- **Textauszug**:
Politische Romantik mit Goethe

Beim Kongress "Politische Romantik" haben Sahra Wagenknecht (Linke) und Autor Rüdiger Safranski über Goethe, Faust und den Kapitalismus gesprochen. Dabei ging es auch um die Frage, wie viel Romantik in Goethe steckt.
Wenn man einen Kongress zur politischen Romantik veranstaltet, darf Goethe offenbar nicht fehlen. Schon allein, wenn die Sache in Frankfurt, genauer im Cantatesaal stattfindet, wo das Goethe-Haus nebenan liegt und wo bald ein Romantik-Museum gebaut werden soll. Aber eine scharfe Grenze zwischen dem Klassiker und den Romantikern wird schon lange nicht mehr gezogen, erst recht nicht im Ausland, wo Goethe gar als wichtigster Vertreter deutscher Romantik gilt. Und auch der Autor Rüdiger Safranski hat ihm am Freitagabend bescheinigt, dass Goethe zwar ein Realist gewesen sei, aber einer, der seine Geschäfte „mit romantischer Inbrunst betrieben“ habe, mit einem „unglaublichen imaginären Impetus“. Und Safranski muss es ja wissen, hat er doch vor einigen Jahren ein Buch über die Romantik und jüngst eine Goethe-Biografie veröffentlicht.

So diskutierte der Autor mit der Politikerin und Germanistin Sahra Wagenknecht (Linke) über den Dichter, dessen Lebensentwurf und darüber, wie sein Faust zu verstehen sei. Ausgangspunkt war die Frage, inwiefern von Goethes Leben als einem Kunstwerk gesprochen werden könne. Diese Auffassung hat Safranski seiner Biografie zugrunde gelegt. Das Kunstwerk, sagte Wagenknecht, habe darin bestanden, dass Goethe er selbst gewesen sei und sich nie verloren habe – auch wenn es zu Beginn seiner Dichterkarriere und auch später in Weimar durchaus Versuchungen dahin gegeben habe. „Goethe hat den großen Künstler in sich selbst erarbeitet“, so die Politikerin.

- **Zeilen**:
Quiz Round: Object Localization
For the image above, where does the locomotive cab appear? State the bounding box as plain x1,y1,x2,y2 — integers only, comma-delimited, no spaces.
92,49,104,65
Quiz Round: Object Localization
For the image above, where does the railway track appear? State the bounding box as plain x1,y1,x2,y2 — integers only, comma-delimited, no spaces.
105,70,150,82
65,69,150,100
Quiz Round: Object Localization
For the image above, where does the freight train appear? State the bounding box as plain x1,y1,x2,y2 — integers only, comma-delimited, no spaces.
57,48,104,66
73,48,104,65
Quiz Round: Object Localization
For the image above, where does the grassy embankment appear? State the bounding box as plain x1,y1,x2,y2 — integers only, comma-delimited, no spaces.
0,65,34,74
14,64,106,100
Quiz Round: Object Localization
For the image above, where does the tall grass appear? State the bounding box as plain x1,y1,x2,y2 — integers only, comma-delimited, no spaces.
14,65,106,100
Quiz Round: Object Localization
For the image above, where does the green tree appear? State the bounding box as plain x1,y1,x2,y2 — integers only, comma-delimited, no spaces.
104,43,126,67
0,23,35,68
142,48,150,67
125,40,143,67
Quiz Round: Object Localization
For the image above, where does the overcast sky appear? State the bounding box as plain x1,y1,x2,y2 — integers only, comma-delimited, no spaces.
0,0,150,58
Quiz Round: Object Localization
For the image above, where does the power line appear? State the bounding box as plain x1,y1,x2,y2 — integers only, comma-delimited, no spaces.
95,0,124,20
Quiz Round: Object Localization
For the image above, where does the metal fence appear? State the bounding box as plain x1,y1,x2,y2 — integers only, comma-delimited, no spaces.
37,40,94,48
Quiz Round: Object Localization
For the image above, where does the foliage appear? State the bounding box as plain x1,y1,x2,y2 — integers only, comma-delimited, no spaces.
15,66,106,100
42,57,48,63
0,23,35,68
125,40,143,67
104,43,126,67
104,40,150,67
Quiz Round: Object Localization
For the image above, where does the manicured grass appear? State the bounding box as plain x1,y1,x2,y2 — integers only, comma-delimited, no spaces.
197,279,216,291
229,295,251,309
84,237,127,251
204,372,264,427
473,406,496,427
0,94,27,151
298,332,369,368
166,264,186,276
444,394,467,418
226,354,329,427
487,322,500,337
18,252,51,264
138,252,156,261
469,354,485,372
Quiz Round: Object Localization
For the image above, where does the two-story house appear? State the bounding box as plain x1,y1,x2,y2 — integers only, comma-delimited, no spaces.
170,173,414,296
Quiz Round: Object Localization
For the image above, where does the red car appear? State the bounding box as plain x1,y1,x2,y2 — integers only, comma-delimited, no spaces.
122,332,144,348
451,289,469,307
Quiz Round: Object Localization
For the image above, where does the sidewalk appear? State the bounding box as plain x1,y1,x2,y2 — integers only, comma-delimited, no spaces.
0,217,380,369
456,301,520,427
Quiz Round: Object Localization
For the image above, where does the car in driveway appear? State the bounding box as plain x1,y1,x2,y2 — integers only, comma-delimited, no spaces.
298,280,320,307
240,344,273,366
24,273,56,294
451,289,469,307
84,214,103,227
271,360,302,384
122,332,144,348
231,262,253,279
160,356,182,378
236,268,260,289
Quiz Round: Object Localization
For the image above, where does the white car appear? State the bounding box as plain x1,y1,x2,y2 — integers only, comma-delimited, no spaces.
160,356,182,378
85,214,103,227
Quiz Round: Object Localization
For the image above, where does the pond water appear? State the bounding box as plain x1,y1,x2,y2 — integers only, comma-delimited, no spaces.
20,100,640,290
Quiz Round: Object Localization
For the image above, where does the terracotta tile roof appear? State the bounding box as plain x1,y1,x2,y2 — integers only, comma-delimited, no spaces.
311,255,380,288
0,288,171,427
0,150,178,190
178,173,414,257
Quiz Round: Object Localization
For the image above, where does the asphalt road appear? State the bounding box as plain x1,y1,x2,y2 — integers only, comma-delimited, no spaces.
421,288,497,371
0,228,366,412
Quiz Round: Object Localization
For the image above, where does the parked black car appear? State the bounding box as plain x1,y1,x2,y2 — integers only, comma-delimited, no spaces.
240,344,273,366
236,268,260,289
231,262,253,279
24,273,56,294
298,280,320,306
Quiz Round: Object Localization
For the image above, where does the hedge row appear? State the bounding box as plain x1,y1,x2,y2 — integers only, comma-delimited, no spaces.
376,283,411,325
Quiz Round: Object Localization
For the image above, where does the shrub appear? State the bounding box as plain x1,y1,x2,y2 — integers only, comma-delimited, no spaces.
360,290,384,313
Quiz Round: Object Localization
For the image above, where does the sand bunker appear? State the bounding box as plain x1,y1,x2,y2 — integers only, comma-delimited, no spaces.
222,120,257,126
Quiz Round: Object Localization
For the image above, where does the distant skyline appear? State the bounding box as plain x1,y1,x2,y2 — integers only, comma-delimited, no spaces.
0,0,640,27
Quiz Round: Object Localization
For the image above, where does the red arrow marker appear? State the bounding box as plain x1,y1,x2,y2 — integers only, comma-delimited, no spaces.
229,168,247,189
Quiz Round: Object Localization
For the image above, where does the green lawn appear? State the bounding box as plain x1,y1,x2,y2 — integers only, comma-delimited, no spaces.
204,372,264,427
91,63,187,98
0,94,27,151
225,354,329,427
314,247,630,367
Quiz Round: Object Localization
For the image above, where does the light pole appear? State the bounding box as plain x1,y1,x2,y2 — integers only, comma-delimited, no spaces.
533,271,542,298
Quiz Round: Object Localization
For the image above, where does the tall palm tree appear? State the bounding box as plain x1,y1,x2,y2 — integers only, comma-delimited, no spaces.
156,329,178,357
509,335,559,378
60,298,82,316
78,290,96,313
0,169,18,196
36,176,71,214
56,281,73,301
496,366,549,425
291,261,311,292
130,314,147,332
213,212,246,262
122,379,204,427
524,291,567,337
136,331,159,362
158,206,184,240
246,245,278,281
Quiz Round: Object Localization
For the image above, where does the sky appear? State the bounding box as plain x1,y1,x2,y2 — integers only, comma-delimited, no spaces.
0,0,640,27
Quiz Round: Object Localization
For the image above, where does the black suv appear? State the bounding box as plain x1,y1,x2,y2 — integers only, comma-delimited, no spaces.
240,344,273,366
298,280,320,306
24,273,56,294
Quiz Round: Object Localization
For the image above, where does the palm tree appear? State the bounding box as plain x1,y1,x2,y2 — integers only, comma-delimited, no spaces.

- **Anforderung 1**: Zähle alle Städte und Gebäude auf, die im Textauszug über Goethe erwähnt werden.
- **Anforderung 2**: Gib aus dem Textauszug über Goethe den Wortlaut von „Wenn man einen“ bis einschließlich „eine Goethe-Biografie veröffentlicht.“ unverändert aus.
Die Auflistung ist eigenständiges Material und gehört nicht zum Textauszug.

- **Ergebnis 1**: Frankfurt, Cantatesaal, Goethe-Haus, Romantik-Museum, Weimar

- **Ergebnis 2**:
Wenn man einen Kongress zur politischen Romantik veranstaltet, darf Goethe offenbar nicht fehlen. Schon allein, wenn die Sache in Frankfurt, genauer im Cantatesaal stattfindet, wo das Goethe-Haus nebenan liegt und wo bald ein Romantik-Museum gebaut werden soll. Aber eine scharfe Grenze zwischen dem Klassiker und den Romantikern wird schon lange nicht mehr gezogen, erst recht nicht im Ausland, wo Goethe gar als wichtigster Vertreter deutscher Romantik gilt. Und auch der Autor Rüdiger Safranski hat ihm am Freitagabend bescheinigt, dass Goethe zwar ein Realist gewesen sei, aber einer, der seine Geschäfte „mit romantischer Inbrunst betrieben“ habe, mit einem „unglaublichen imaginären Impetus“. Und Safranski muss es ja wissen, hat er doch vor einigen Jahren ein Buch über die Romantik und jüngst eine Goethe-Biografie veröffentlicht.